■ **Passage à examiner**:
------

Emboîtant le pas de l’Irlande, la Première ministre estonienne a annoncé que Tallinn rejoignait à son tour l’accord. Ce qui ne «changera rien pour la plupart des opérateurs économiques estoniens et concernera uniquement les filiales de grandes multinationales», a souligné la Première ministre Kaja Kallas.

La secrétaire américaine au Trésor Janet Yellen s’est félicité de cet accord qui «la compétition et favorisera l’emploi et les investissements aux Etats-Unis». En effet, à l’heure où les Etats cherchent des fonds pour redresser leurs finances publiques mises à mal par la pandémie, cette réforme entend lutter contre l’évitement fiscal de multinationales, en grande partie américaines, qui s’enregistrent dans les pays aux plus faibles taux de taxation.

------

■ **Enregistrements extraits**:
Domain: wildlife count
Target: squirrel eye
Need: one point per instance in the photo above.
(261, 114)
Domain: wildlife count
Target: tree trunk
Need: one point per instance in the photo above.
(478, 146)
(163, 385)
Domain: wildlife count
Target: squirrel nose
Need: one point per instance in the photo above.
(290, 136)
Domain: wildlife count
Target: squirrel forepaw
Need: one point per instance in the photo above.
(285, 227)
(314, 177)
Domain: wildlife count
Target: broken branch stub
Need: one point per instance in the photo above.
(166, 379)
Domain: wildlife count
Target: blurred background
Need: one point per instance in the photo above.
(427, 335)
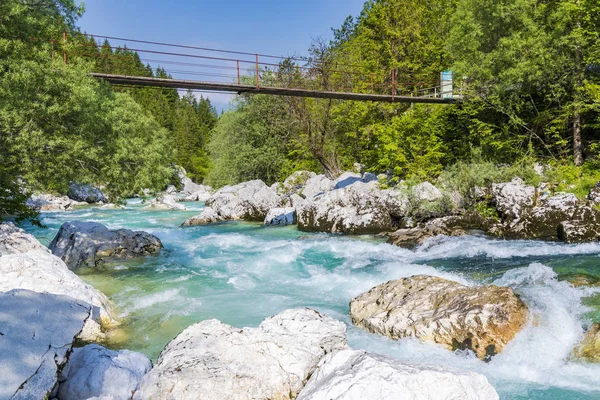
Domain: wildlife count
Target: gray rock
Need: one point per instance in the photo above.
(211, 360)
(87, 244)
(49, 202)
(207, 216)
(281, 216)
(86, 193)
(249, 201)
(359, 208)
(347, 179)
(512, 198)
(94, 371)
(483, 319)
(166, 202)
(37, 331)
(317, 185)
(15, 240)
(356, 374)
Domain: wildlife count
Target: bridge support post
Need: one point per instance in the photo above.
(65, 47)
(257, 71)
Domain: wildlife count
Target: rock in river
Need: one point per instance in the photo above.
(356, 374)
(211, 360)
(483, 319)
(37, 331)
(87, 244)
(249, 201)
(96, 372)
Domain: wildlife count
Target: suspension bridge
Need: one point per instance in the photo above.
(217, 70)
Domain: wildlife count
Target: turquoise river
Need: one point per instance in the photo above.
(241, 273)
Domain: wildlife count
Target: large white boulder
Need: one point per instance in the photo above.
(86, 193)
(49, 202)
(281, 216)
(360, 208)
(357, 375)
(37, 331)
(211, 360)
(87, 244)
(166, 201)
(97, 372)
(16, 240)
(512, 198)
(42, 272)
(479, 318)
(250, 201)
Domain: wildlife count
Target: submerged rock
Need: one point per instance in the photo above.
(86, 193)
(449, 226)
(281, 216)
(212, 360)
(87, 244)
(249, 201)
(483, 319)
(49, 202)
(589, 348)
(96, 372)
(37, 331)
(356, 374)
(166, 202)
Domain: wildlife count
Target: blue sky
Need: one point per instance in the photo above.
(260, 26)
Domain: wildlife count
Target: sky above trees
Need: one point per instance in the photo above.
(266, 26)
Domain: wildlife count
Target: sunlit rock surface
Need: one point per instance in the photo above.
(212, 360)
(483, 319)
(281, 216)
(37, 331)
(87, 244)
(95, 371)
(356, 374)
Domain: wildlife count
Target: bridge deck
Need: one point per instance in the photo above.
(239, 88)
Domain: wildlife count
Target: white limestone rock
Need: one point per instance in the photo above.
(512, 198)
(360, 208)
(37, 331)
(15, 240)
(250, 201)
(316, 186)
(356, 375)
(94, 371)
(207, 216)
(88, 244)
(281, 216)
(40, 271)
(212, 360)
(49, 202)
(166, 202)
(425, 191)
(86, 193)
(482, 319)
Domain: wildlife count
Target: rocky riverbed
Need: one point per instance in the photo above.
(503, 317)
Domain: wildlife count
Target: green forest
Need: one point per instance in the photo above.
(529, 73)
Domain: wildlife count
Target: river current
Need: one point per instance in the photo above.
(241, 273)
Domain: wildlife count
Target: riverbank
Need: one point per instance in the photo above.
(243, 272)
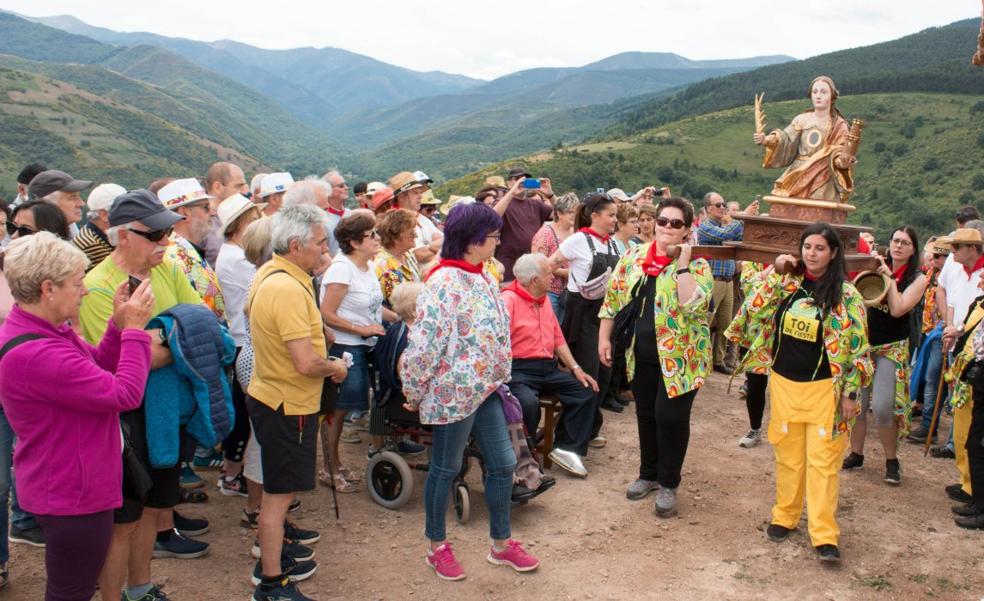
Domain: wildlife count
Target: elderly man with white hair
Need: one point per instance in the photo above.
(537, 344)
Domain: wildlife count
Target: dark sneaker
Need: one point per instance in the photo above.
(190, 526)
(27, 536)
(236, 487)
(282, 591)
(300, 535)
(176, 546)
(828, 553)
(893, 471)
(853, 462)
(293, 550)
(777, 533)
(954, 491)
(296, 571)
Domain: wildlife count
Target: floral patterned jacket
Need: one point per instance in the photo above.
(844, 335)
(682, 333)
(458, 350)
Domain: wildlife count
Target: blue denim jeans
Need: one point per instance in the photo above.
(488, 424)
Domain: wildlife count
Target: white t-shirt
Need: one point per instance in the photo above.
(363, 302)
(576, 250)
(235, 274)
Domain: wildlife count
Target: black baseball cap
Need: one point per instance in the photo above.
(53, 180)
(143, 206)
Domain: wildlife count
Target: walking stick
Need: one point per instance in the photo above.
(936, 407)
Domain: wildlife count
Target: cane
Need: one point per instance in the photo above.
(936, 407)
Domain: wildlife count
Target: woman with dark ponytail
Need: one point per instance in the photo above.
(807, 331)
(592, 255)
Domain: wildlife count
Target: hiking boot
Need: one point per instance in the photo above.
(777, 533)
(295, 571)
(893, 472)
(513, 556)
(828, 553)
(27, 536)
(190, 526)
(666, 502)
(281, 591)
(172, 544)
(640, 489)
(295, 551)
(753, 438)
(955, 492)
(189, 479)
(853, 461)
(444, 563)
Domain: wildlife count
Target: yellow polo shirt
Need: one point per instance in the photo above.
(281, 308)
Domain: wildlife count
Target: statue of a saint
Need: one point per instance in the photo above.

------

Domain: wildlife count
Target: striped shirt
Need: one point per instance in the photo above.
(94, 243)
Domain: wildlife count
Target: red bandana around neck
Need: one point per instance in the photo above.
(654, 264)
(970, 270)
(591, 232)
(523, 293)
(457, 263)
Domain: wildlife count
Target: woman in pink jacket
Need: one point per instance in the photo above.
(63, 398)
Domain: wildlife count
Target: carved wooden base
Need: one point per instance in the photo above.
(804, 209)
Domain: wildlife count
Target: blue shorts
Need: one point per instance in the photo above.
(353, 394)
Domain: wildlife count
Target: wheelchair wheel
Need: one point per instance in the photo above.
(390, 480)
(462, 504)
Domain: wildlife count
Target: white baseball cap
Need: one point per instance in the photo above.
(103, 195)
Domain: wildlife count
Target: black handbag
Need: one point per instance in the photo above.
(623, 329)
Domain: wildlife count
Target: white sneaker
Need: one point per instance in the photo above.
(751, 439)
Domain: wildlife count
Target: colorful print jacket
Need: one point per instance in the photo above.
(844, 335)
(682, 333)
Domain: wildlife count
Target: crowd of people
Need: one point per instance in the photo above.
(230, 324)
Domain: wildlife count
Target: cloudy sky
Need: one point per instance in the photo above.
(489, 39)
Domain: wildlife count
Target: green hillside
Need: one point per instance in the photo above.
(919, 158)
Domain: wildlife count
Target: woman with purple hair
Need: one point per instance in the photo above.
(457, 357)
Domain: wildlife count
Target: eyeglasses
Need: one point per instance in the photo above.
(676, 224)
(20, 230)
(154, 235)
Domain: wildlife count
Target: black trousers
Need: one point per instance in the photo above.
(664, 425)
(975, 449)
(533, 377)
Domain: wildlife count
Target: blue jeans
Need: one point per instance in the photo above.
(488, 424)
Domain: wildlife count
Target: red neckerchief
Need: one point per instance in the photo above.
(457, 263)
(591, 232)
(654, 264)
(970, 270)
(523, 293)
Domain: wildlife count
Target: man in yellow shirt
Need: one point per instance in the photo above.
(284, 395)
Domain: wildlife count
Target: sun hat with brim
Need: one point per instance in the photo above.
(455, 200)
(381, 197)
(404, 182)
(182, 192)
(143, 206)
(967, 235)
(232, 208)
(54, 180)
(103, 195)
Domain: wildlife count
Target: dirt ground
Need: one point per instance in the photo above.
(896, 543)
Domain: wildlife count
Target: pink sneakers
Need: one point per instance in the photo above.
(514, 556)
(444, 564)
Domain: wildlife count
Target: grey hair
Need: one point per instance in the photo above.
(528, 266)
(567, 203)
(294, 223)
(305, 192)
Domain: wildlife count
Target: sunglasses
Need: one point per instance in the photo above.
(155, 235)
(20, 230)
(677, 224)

------

■ **À vous**: Reprenez le texte sur l'accord fiscal visant les multinationales et poursuivez-le après sa dernière phrase.

■ **Résultat de l'exercice**:
La Hongrie, dernier pays de l’Union européenne à ne pas avoir sauté le pas, a elle aussi rejoint l’accord après avoir obtenu des concessions ce vendredi. Le Kenya, le Nigeria, et le Sri Lanka, associés aux négociation, ne font en revanche pas partie des pays signataires. Le Pakistan, pourtant inscrit dans une précédente liste de pays signataires, ne figure plus non plus dans celle de vendredi.

«Après des années de travaux et de négociations intenses, ce paquet de mesures historique garantira que les grandes entreprises multinationales paient leur juste part d’impôt partout dans le monde», avait affirmé Mathias Cormann, le secrétaire général de l’OCDE. «Les sociétés multinationales ne pourront plus opposer les pays les uns aux autres dans le but de faire baisser les taux d’imposition et de protéger leurs bénéfices au détriment des recettes publiques», avait surenchéri le président américain Joe Biden. Son arrivée à la tête des Etats-Unis avait permis au projet de reprendre de l’élan. En juin, lors du G7 organisé à Londres, le président américain avait endossé son costume de VRP contre les paradis fiscaux.

«Cela risque de graver dans le marbre une faible imposition des multinationales»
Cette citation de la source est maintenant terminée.